>> start Input records
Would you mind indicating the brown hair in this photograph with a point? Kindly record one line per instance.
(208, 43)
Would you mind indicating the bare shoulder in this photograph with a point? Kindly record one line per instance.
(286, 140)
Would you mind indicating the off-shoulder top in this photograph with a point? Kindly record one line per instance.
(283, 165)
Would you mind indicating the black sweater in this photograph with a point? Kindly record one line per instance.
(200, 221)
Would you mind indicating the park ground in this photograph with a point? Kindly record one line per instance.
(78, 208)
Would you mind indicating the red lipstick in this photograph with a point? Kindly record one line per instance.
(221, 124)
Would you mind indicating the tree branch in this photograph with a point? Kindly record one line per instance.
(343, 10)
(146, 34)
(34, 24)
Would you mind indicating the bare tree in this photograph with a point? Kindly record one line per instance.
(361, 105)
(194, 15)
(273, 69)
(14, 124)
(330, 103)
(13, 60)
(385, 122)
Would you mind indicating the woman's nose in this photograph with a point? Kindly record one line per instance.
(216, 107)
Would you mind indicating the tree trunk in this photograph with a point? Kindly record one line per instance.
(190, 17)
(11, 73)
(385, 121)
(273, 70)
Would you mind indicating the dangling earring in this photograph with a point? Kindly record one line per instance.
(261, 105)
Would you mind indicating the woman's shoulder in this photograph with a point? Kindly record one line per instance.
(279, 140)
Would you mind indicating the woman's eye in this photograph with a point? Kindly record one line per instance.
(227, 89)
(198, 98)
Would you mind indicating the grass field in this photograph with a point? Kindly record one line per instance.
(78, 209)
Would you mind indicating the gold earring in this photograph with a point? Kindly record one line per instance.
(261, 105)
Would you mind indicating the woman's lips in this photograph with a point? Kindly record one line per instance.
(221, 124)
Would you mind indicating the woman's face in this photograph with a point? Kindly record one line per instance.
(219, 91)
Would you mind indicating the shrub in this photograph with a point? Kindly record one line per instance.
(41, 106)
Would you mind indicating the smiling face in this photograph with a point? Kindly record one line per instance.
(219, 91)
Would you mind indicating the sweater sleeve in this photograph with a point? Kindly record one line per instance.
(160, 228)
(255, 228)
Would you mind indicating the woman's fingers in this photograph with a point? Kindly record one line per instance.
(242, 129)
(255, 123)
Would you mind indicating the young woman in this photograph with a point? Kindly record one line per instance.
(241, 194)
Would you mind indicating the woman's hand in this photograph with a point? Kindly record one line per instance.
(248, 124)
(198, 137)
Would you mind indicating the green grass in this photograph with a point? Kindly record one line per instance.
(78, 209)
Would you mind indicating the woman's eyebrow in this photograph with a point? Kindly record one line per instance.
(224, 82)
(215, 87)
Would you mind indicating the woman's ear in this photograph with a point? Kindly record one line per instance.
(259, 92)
>> end Input records
Stated exercise >>
Retype nothing except the lines from the line holding "Would you mind indicating the woman's fingers" through the last line of the entries, both included.

Output for this exercise >>
Would you mind indicating the woman's fingers in this photograph with a point? Kindly record one line per instance.
(242, 129)
(255, 123)
Would you mind indicating the young woman in this photograph with a point? Kindly record one line per instance.
(241, 194)
Would you mind indicating the woman's hand in this photograph with a point? Kindly record one line per instance.
(248, 124)
(198, 137)
Would you mind indicating the green grass in this photograph with a point? Kindly record one line per instance.
(78, 209)
Would you mind indicating the woman's eyebrow in this photograph with a point? Kindly record one line per instance.
(224, 82)
(215, 87)
Would you mind indicating the woman's ear in this photograph with a point? Kindly record one line per instance.
(259, 92)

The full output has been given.